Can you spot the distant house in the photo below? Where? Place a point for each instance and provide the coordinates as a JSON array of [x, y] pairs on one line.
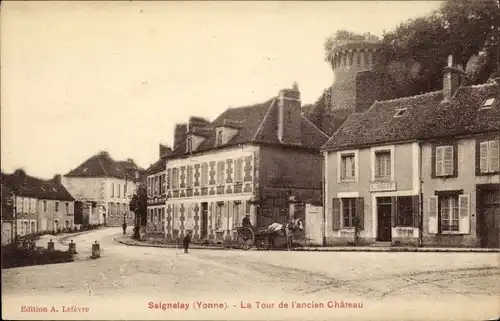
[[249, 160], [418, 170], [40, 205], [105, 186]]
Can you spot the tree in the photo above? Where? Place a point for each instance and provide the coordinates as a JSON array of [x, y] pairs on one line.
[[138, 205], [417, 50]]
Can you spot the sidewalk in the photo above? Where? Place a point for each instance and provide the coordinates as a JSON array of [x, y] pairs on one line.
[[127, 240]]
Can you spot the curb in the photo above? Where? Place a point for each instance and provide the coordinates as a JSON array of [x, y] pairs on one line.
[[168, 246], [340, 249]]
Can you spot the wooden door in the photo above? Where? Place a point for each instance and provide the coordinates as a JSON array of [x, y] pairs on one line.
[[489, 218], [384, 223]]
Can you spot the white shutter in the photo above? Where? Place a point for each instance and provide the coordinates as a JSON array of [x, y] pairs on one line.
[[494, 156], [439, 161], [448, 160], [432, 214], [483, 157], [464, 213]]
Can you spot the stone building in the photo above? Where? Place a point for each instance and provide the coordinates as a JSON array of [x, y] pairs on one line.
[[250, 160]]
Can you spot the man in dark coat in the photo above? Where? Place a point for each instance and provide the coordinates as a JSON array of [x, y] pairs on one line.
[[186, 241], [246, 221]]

==

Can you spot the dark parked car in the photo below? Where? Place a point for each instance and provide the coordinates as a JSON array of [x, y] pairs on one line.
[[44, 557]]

▶ [Work instructions] Copy the listing from the line with "Can you spot the distant" through the line with "[[186, 241], [246, 221]]", swapping "spot" for "find" and keeping everything else the same. Leave the pictures out.

▶ [Response to the exercise]
Can you find the distant house in the photo below? Where? Place a point for each instance and provide the coordinates as a JSON array of [x, y] pairs on one line.
[[249, 160], [418, 170], [40, 205], [105, 186]]
Can you find the tree in the photo above? Where? Place a point for each instance and provide the coordinates as a JSON array of [x, y] pairs on one line.
[[138, 205], [417, 50]]
Can you find the sidewalk in the photo above? Where? Place a point for each instance and provide the coordinates as a JSON array of [x, y] pairs on one line.
[[127, 240]]
Can you find the curb in the photo above? Where? Place a point for each instance and provide the coordinates as a JSON array of [x, y] pairs on one line.
[[168, 246], [340, 249]]
Can you find the wooden door in the photo above? Where? Place a point for each instance and provide the coordinates as a JSON array of [x, y] pairs on one line.
[[489, 218], [384, 223]]
Can you find the white shutter in the photo above? Where? Place a point for each instance and provide the coordinates as a JSON array of [x, y] pairs on one line.
[[494, 156], [439, 161], [448, 160], [432, 214], [483, 157], [464, 213]]
Can you find the stone building in the photo above? Where? Place a point for each instance and provide the coordinates as a JSON array of [x, y] pairs on one line.
[[250, 160]]
Can you find the man in dark coat in the photo above? Where? Place a point for each instance and provide the coordinates as a JSON array of [x, y] pairs on one line.
[[186, 241], [246, 221]]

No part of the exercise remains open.